** Provided records follows **

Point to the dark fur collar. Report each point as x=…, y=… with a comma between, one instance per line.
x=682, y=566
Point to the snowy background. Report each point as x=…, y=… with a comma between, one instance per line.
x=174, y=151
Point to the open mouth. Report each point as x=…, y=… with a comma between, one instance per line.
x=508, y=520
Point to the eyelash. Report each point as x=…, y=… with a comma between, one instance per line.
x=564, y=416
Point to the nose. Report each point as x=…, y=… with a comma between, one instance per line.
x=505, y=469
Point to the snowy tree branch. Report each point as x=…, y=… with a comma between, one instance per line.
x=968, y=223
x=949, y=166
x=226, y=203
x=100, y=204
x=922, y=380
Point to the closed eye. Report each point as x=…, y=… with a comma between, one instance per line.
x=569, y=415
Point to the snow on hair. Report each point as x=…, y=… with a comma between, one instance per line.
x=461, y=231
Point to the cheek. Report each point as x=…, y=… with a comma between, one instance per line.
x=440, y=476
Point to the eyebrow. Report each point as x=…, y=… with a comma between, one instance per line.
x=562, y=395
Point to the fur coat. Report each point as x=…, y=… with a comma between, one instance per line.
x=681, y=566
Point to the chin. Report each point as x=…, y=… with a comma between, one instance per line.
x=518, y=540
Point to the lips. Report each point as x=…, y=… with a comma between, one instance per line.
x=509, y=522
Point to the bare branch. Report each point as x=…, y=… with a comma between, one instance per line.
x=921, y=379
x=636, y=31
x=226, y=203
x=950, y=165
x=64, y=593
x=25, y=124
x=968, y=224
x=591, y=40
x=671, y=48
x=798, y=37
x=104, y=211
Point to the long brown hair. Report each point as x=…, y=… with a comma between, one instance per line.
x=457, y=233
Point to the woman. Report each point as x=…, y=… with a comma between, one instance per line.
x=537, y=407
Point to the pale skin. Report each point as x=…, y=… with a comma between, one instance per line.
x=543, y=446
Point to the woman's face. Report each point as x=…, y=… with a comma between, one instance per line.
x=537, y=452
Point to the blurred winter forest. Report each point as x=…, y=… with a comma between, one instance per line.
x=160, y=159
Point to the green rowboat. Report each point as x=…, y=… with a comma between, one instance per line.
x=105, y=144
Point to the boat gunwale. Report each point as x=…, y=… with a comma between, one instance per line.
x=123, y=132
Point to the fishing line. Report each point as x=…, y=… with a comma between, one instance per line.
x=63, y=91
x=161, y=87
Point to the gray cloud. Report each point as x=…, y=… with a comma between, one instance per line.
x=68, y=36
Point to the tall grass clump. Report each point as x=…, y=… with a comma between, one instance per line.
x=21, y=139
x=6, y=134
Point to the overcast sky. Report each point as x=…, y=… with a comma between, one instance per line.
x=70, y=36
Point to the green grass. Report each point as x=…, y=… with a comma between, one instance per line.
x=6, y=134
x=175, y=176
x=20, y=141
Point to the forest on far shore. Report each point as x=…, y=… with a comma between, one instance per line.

** End of Provided records **

• _Instructions to follow_
Output the full listing exactly as given.

• _Answer section_
Point to the dark fur collar. Report each point as x=…, y=… with a comma between, one instance per line.
x=682, y=566
Point to the snowy background. Report each point as x=…, y=… with a comma between, one instance per line.
x=174, y=151
Point to the open mouth. Report each point as x=…, y=… with a comma between, one instance per line.
x=508, y=520
Point to the eyelash. Report each point as x=…, y=… with a comma between, one instance per line.
x=564, y=416
Point to the nose. Report each point as x=…, y=… with a comma between, one instance per line.
x=505, y=469
Point to the snowy tree branch. Report each point as x=…, y=… with a comma between, one instance per line.
x=968, y=223
x=949, y=166
x=226, y=203
x=100, y=204
x=922, y=380
Point to the closed eye. Report each point as x=…, y=… with a comma between, one instance per line.
x=569, y=415
Point to the snow on hair. Report each point as x=…, y=… with a comma between, one instance per line.
x=461, y=231
Point to the cheek. Report each point as x=…, y=… with a comma between, one instance per line.
x=440, y=476
Point to the eyebrow. Report each point as x=…, y=… with a comma between, one instance per line.
x=562, y=395
Point to the fur coat. Report each point as x=…, y=… with a comma between, one instance per line.
x=681, y=566
Point to the chin. Report each point as x=…, y=… with a comma between, one instance per line.
x=518, y=540
Point to the lips. Report each point as x=…, y=… with a comma between, one instance per line.
x=509, y=522
Point to the bare branch. Report each point as x=…, y=… with a comma between, one instance per line.
x=921, y=379
x=636, y=31
x=226, y=203
x=950, y=165
x=64, y=593
x=25, y=124
x=968, y=224
x=591, y=40
x=671, y=48
x=798, y=37
x=104, y=211
Point to the long brown hair. Report each point as x=…, y=… with a comma between, one instance per line.
x=457, y=233
Point to the woman. Report each point as x=…, y=… with a comma between, one instance per line.
x=537, y=407
Point to the pale skin. Report each point as x=…, y=… with a comma between, one instance per line.
x=543, y=446
Point to the woman's face. Report each point as x=…, y=… with a comma between, one instance per line.
x=537, y=452
Point to the blurred winter forest. Report each point as x=…, y=… with a comma between, one instance per line.
x=160, y=159
Point to the green rowboat. Report each point as x=…, y=… with a comma between, one instance per line.
x=105, y=144
Point to the boat gunwale. Report each point as x=…, y=… with a comma between, one instance per line.
x=123, y=132
Point to the fishing line. Report each point as x=…, y=… with a comma between, one instance per line.
x=63, y=91
x=161, y=87
Point to the gray cloud. Report each point as x=…, y=… with a comma between, one instance per line.
x=68, y=36
Point to the tall grass clump. Report each point as x=…, y=… with a comma between, one instance per line.
x=21, y=139
x=6, y=134
Point to the overcast sky. Report each point as x=…, y=… with a comma between, one instance per line.
x=70, y=36
Point to the green grass. Report each point as x=…, y=… with a comma between, one instance per line.
x=6, y=134
x=175, y=176
x=20, y=141
Point to the forest on far shore. Report each point as x=…, y=… with a comma between, one instance per line.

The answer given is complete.